**Exercise details**
Reproduce every line of the entries below, keeping the requests and their format samples unchanged, but scale each point coordinate in the answers by 0.8 and round it to the nearest whole number, with halves rounding up. Leave the pictures out of your reply.

[Location identification entries]

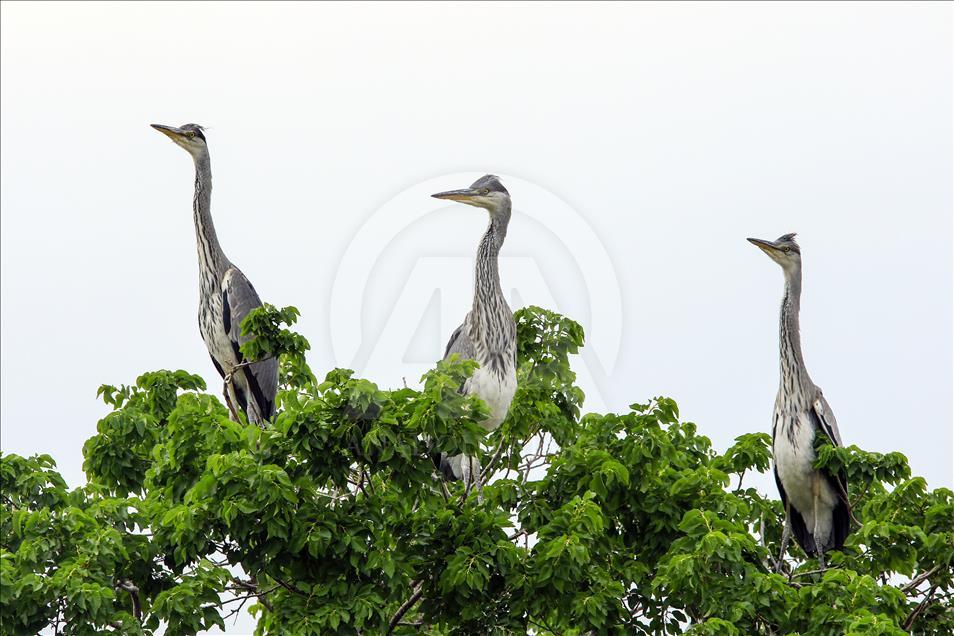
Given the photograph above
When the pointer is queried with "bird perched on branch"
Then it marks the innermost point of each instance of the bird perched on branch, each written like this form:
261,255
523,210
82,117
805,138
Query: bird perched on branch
816,501
225,295
488,334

**Final result**
Given the photograph above
When the pointer is queried with "bird perched on branch"
Then it marks the innermost point of each instance of the bird perched on branch, each written like this form:
261,255
523,210
82,117
805,138
Query: bird perched on branch
653,401
180,236
390,267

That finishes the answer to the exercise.